Return verbatim the line containing "find the red" together with all lines that follow it, through the end of the records.
+++ Excerpted data
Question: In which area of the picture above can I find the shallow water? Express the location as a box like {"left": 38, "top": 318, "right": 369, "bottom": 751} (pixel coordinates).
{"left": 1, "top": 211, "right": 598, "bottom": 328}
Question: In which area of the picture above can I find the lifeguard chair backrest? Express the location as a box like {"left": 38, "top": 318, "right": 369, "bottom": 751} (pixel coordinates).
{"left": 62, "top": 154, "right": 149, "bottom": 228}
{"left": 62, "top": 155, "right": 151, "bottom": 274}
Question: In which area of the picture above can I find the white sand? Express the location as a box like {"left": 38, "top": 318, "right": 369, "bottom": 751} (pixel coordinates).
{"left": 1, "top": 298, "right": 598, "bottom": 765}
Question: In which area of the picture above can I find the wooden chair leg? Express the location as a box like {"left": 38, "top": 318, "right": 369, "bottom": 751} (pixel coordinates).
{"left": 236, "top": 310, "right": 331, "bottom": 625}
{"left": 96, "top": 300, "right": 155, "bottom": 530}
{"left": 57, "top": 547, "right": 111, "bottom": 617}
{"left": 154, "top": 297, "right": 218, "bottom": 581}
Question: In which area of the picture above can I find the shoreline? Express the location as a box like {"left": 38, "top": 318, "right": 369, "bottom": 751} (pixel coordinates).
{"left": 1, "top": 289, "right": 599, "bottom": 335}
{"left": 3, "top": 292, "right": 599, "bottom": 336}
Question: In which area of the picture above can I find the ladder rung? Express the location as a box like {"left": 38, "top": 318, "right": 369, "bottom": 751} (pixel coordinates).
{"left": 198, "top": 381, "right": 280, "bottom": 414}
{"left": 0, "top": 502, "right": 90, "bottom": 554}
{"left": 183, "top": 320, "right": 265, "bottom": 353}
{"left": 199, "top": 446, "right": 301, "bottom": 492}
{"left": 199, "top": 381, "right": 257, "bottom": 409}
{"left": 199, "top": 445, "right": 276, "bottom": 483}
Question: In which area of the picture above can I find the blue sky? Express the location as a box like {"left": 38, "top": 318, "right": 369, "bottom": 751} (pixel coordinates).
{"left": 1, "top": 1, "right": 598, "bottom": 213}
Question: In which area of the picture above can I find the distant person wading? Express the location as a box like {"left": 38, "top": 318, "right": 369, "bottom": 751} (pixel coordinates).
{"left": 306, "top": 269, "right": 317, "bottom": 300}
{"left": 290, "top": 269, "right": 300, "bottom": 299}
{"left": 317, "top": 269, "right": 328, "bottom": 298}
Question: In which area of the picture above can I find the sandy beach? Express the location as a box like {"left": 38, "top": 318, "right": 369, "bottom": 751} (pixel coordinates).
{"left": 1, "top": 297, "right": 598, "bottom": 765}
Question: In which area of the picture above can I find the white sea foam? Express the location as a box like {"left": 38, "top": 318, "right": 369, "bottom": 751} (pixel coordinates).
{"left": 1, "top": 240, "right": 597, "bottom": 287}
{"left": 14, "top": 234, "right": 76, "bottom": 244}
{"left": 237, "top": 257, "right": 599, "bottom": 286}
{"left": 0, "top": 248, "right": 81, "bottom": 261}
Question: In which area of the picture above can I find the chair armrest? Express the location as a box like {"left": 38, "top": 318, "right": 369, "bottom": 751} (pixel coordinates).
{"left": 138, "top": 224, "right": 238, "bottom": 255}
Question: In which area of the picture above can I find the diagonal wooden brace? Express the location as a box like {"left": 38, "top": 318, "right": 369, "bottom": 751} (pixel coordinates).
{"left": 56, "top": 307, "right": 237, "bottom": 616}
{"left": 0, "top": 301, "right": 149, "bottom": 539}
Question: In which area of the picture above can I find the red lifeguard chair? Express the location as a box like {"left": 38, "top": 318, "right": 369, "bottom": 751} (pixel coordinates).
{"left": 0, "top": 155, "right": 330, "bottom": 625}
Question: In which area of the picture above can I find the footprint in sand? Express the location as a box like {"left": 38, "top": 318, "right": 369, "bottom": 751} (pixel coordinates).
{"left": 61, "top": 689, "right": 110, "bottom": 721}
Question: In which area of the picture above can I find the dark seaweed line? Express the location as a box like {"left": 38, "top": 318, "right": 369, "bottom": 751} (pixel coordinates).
++++++
(Result of the exercise):
Question: In which area of the picture above can I find the red lifeguard chair? Express the location as a box like {"left": 38, "top": 318, "right": 369, "bottom": 751} (pixel coordinates).
{"left": 0, "top": 155, "right": 330, "bottom": 625}
Question: In which area of the picture above can I find the footprint in sand? Express the location as a box like {"left": 38, "top": 318, "right": 369, "bottom": 751} (pixel coordinates).
{"left": 61, "top": 689, "right": 110, "bottom": 721}
Question: In which area of the picture above can I find the dark seaweed line? Express the location as a box like {"left": 38, "top": 318, "right": 369, "bottom": 751} (pixel coordinates).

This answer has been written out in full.